具体的には、引きこもり、思春期、就労などの悩みの相談を受けています。心理士や社会福祉士の資格を持った専門家を含むチームで対応に当たっています。

また、それだけではなく、落ち着いて自分の時間を取り戻し、緩やかに社会参加に繋がっていくための居場所も併設しています。

地域でのサードプレイス提供事業(居場所居酒屋「汽水」)

さらに、若者や地域の方々に向けて、家でも職場や学校でもない地域のサードプレイスとしてコミュニティー居酒屋「汽水」を開いています。

「汽水」は、支援を”しない”場所として存在しており、支援機関や病院以外は外出せず、ずっと家にいるような若者や、仕事や学校以外に周囲とあまり繋がりのない若者が地域の大人と出会うことで、孤立を未然に防ぐための取り組みです。支援機関だけでは解決しきれない問題はたくさんあります。

与えられた情報:

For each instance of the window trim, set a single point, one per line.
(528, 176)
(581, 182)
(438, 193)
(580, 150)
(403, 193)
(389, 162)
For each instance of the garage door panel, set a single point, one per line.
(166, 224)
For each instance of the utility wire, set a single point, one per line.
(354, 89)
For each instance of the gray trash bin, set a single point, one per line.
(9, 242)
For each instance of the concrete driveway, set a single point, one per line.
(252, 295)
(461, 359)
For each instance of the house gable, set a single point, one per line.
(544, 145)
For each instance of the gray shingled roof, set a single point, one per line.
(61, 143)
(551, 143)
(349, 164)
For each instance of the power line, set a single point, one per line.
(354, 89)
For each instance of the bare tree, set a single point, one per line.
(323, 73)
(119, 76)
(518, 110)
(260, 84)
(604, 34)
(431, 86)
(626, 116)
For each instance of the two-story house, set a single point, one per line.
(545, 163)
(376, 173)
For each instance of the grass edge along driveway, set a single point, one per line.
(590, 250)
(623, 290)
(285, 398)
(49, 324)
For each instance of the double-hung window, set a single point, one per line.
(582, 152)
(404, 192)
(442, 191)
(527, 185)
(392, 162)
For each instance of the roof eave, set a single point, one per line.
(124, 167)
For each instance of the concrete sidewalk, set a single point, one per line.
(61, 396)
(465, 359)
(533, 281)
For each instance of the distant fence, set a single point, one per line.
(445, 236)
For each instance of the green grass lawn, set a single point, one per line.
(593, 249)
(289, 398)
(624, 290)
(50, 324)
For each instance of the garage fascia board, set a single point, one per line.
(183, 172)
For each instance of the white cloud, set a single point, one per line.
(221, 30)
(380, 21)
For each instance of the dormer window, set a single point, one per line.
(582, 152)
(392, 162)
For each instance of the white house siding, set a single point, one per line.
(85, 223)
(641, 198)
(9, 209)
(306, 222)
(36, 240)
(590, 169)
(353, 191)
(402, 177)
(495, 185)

取り組む課題:
A – 若者支援の取り組みを紹介する本文で、相談を受けている悩みとして挙げられているものをすべて書き出せ。
B – 若者支援の取り組みを紹介する本文を、最後の文に続けて書き進めよ。

課題の解答:
A – 引きこもり、思春期、就労

B –
支援機関以外の場所で頼れる大人がいないと地域で孤立してしまいますし、支援が終わったら関係性が切れてしまいます。「汽水」では、そのような孤立を防ぎ、支援する側・される側という関係性では言えないようなおせっかいもかけることができる場となっています。

今現在は新型コロナウイルスの感染拡大を受けてオンラインでの運営となっていますが、それ以前は実際にお酒も飲んでおいしいものを食べながら雑談をしている場所でした。そこで若者が地域の方と関係性を作ることができていると感じます。

 

まとめ

高校内での居場所カフェが特徴的なパノラマさんですが、事業の中で出会った困りごとを抱えた方を支えるために様々な事業に展開していっていることが伺えました。

次回は校内居場所カフェに焦点を絞って、生徒たちにとってどんな場所なのか、校内で居場所カフェを開く意義はどんなところにあるのか等を伺っていこうと思います。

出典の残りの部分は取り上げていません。